— EXTRAIT FOURNI —
-*-*-
S’inscrivant à rebours de ce progressisme infini supposé être capable de répondre à l’ensemble des défis auxquels nous sommes confrontés, nous prônons une nouvelle forme de développement capable d’apparaître comme une solution complémentaire voire alternative. Un développement qui interroge nos besoins réels afin de les satisfaire de la façon la plus simple, la plus proche, la plus sobre et la plus appropriable possible par le plus grand nombre. Une vision du futur qui nous invite à inventer une nouvelle façon de faire la ville, de se déplacer, d’accéder aux biens et services dont nous avons besoin, de produire et de s’engager pour tendre vers plus de simplicité et permettre à chacun de se sentir de nouveau partie prenante de son environnement. 
 
Cette proposition part du constat que les défis environnementaux, sociaux et anthropologiques auxquels nous sommes confrontés se situent d’abord dans les villes. Si celles-ci occupent moins de 2% de la surface de la terre, elles représentent 78% de la consommation énergétique mondiale et 60% des émissions de gaz à effet de serre (ONU-Habitat). Par ailleurs, les villes centre sont au cœur des inégalités et de l’exclusion (Observatoire des inégalités). A défaut de se reposer sur la régulation de flux toujours plus rapides et volumineux par la seule technologie , nous soutenons un urbanisme qui, plutôt qu’augmenter la vitesse, privilégie la réduction de la distance. Cet urbanisme des proximités permet de rompre avec la vision économique d’un espace neutre et inactif et ouvre la voie à un processus d’autonomisation des habitants qui forme la condition première du changement. Riches et complexes, ces proximités formeront de nouvelles ressources cognitives au service de la créativité de leurs usagers et, plus largement, des habitants. C’est ainsi que cette forme urbaine sera un cadre favorable à l’évolution de nos modes de vie, de nos pratiques liées à nos déplacements, à la gestion de nos déchets, à nos consommations quotidiennes et à des modes de production novateurs en capacité de répondre, en partie, aux besoins élémentaires des populations (énergie, biens et services de première nécessité, habitat, etc.) tout en réduisant fortement les flux par la diminution des distances d’un côté et par le principe de circularité de l’autre.
-*-*-
— DONNÉES EXTRAITES —
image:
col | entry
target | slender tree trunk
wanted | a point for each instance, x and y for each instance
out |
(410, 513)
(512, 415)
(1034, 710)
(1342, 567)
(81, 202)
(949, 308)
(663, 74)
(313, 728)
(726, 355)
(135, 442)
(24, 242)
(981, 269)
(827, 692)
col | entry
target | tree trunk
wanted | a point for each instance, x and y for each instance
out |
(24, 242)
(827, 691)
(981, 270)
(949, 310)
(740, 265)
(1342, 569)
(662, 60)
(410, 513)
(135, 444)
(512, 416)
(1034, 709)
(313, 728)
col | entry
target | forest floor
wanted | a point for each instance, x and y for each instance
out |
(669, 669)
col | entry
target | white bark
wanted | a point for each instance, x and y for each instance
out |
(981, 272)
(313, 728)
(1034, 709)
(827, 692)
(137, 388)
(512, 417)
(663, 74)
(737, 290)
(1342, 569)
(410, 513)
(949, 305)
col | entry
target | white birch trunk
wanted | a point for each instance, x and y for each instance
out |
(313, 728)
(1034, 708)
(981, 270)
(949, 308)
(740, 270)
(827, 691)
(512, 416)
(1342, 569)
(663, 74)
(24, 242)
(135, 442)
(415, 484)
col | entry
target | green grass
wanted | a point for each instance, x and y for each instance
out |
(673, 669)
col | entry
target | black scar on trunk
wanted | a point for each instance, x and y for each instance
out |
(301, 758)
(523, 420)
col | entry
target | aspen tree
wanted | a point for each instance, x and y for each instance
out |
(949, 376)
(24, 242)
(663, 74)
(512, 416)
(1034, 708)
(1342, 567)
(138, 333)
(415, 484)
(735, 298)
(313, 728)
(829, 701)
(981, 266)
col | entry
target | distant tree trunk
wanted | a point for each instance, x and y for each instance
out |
-*-*-
— CONSIGNE —
Selon l'extrait fourni, quelle part des émissions de gaz à effet de serre les villes représentent-elles d'après ONU-Habitat ?

— RÉPONSE ATTENDUE —
Les villes représentent 60% des émissions de gaz à effet de serre.